**Source passage**

Ready or Not….Here “Tha Rona” Comes!
In my 46 (young) years of life, the world has not experienced a quarantine or social distancing requirement by local officials. Most of us were not ready mentally for how this may affect us. Ironically, I have wanted to start a blog for over a year but, have not had time until NOW thanks to “Rona”. FYI..here in Southeast Texas, many of my tribe members are calling COVID-19 “tha Rona” and I laugh every time I hear it! This post is serious but, lighthearted because I believe we all could use some lightheartedness today.
First, I want to express my condolences to anyone who has lost a loved one due to COVID-19. I am very sorry for your loss and the unfortunate situation you had to lay your loved one to rest in. I know your grieving process has been hindered by the quarantine and orders in effect right now. The restrictions in force have limited support systems to be able to be physically present for many of you. Just know many people across the nation, including myself, have been praying for the families and friends of lost loved ones with COVID-19.

**Work request**
For each statement, decide whether it agrees with the blog post above, answering yes or no and quoting the words of the blog post that settle it. (a) The writer is 46 years old. (b) The writer started the blog more than a year ago. (c) The writer describes the post as entirely serious.

**Records provided**
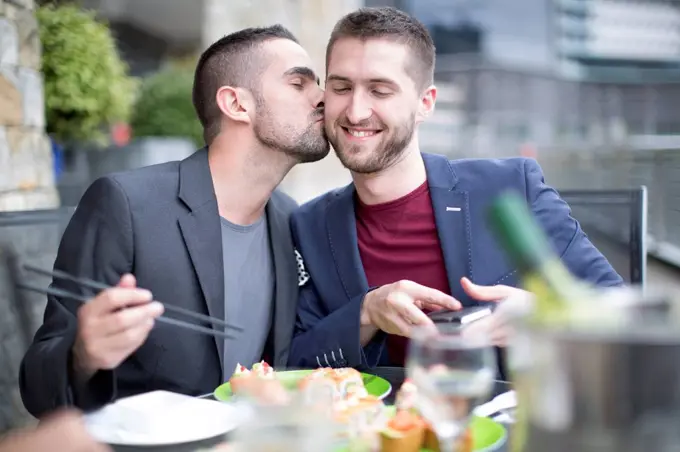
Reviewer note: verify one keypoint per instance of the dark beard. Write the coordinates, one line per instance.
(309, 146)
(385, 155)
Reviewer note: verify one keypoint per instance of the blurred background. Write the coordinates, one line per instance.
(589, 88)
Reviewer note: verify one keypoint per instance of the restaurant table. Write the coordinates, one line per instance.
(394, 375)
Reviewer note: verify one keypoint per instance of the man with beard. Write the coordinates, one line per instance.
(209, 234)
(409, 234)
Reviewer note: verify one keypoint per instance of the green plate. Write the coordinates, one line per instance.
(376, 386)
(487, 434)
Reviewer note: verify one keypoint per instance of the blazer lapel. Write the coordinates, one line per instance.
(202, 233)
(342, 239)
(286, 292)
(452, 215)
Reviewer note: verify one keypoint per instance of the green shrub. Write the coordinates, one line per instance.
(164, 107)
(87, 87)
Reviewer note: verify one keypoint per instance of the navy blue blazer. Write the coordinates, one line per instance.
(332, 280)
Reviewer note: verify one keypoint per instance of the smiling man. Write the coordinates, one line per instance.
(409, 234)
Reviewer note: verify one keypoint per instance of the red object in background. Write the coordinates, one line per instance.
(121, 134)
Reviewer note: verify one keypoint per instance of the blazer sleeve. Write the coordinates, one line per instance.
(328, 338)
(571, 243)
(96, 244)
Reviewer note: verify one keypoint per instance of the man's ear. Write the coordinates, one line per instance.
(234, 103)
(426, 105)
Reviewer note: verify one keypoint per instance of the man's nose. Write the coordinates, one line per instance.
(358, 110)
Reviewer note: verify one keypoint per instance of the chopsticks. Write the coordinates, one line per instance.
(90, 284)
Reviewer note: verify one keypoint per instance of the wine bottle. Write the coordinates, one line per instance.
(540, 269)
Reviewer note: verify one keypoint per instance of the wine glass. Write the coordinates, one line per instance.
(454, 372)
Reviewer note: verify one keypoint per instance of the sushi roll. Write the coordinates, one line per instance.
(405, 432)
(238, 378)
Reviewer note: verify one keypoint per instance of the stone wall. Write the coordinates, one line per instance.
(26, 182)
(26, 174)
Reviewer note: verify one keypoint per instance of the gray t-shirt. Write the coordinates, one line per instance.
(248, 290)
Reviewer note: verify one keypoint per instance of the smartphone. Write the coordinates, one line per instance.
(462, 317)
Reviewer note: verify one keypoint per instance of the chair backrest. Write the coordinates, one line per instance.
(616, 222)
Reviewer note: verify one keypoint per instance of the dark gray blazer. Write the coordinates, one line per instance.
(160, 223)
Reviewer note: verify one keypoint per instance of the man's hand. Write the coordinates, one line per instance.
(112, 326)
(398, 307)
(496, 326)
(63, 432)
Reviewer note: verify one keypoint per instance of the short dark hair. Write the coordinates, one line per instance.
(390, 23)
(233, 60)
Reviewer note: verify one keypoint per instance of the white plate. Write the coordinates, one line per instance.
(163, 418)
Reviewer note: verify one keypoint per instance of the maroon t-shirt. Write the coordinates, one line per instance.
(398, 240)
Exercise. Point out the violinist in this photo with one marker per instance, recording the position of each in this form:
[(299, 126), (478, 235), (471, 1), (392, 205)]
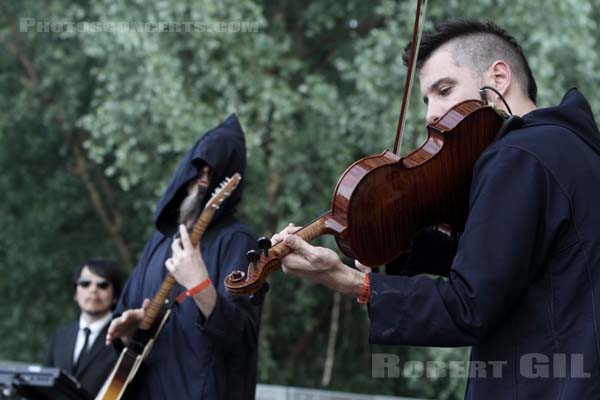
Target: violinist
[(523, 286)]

--

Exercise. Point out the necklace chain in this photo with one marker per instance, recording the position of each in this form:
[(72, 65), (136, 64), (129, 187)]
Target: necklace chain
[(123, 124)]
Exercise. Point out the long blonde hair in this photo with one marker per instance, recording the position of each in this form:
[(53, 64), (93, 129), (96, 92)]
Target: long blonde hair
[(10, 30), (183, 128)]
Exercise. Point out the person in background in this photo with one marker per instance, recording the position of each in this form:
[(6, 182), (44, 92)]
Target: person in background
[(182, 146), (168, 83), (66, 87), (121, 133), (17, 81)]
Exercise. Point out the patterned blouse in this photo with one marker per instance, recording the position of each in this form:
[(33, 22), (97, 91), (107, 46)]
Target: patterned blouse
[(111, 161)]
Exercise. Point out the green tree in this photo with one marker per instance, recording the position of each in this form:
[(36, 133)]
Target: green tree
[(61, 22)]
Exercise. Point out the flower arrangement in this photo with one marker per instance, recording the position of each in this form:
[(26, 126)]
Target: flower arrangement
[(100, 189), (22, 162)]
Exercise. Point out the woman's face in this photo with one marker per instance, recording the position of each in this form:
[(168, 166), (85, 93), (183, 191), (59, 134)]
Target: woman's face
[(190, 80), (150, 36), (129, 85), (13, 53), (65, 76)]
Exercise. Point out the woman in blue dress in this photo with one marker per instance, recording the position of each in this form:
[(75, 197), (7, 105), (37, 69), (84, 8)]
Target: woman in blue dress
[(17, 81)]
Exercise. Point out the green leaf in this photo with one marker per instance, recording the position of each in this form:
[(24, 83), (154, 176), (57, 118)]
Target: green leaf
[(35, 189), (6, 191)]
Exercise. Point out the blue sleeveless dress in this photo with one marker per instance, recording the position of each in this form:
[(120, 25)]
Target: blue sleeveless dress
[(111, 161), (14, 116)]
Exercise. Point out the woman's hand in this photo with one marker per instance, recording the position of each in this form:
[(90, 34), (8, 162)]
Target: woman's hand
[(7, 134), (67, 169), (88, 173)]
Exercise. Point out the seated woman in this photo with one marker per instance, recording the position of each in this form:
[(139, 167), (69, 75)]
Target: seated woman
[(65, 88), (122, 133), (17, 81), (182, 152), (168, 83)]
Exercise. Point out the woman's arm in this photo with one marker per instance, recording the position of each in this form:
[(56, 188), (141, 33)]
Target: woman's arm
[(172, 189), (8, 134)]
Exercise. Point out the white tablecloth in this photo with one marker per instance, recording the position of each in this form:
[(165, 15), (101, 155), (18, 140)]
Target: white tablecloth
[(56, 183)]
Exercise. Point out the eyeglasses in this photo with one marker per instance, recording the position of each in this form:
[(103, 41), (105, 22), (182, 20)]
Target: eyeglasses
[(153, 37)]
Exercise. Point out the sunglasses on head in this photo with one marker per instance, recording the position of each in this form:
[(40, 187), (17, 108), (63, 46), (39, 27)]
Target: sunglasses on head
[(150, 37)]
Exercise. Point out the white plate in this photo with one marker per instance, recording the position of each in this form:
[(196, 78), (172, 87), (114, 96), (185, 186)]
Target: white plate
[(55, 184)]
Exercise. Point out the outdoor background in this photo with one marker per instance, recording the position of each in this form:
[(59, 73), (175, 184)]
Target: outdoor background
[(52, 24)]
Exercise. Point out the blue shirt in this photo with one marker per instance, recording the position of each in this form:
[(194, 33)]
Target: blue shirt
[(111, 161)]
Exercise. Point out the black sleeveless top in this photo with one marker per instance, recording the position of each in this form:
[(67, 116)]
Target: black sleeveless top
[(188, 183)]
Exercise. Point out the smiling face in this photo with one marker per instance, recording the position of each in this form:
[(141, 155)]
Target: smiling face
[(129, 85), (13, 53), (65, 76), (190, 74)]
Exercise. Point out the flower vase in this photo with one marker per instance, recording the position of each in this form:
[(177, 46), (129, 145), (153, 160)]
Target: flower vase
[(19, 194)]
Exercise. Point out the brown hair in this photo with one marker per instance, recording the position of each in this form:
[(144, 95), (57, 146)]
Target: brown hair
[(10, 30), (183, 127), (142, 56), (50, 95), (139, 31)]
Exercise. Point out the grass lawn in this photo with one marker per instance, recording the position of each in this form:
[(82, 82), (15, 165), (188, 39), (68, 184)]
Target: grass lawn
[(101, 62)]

--

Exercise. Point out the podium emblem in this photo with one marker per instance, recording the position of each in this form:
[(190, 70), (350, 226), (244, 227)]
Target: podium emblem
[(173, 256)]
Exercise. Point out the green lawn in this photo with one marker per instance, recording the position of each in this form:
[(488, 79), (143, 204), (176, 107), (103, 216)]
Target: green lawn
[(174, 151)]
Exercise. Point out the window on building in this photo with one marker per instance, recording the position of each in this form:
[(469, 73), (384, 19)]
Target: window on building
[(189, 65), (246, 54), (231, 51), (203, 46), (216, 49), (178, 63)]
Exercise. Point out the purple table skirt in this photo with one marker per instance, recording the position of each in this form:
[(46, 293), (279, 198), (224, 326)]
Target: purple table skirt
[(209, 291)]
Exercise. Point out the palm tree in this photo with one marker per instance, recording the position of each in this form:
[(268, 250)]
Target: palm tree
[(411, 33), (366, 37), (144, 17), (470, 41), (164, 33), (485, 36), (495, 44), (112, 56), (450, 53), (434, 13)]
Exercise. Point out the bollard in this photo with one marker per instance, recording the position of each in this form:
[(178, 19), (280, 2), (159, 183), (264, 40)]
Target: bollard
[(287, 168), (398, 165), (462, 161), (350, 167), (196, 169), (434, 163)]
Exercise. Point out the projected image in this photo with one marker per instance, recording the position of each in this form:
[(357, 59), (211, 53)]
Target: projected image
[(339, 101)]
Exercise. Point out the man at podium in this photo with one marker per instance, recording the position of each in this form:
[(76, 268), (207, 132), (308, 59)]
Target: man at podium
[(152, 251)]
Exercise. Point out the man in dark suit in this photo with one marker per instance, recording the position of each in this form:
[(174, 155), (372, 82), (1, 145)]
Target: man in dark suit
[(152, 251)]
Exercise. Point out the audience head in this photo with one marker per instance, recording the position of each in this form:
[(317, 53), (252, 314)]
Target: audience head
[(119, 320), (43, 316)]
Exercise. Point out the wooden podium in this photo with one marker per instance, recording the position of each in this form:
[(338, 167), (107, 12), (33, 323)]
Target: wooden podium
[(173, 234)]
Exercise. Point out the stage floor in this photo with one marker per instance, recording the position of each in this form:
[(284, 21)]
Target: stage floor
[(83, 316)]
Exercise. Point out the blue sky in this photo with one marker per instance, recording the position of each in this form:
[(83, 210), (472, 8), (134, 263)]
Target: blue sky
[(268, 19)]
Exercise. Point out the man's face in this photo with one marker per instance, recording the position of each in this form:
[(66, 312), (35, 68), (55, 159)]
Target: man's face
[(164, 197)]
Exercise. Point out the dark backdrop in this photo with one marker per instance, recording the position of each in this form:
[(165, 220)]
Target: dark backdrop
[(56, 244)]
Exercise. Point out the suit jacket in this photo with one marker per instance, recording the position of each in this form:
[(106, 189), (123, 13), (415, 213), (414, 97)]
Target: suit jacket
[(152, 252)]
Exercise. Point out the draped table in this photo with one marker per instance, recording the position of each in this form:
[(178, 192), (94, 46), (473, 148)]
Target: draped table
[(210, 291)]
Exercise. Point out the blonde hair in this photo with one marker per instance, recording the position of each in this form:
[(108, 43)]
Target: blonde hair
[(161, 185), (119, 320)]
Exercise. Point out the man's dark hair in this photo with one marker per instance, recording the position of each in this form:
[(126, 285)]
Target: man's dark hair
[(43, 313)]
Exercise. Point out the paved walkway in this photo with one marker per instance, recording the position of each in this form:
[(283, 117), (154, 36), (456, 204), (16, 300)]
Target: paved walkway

**Result of this exercise**
(a) Yes: "In my 46 (young) years of life"
(b) No: "I have wanted to start a blog for over a year but, have not had time until NOW"
(c) No: "This post is serious but, lighthearted"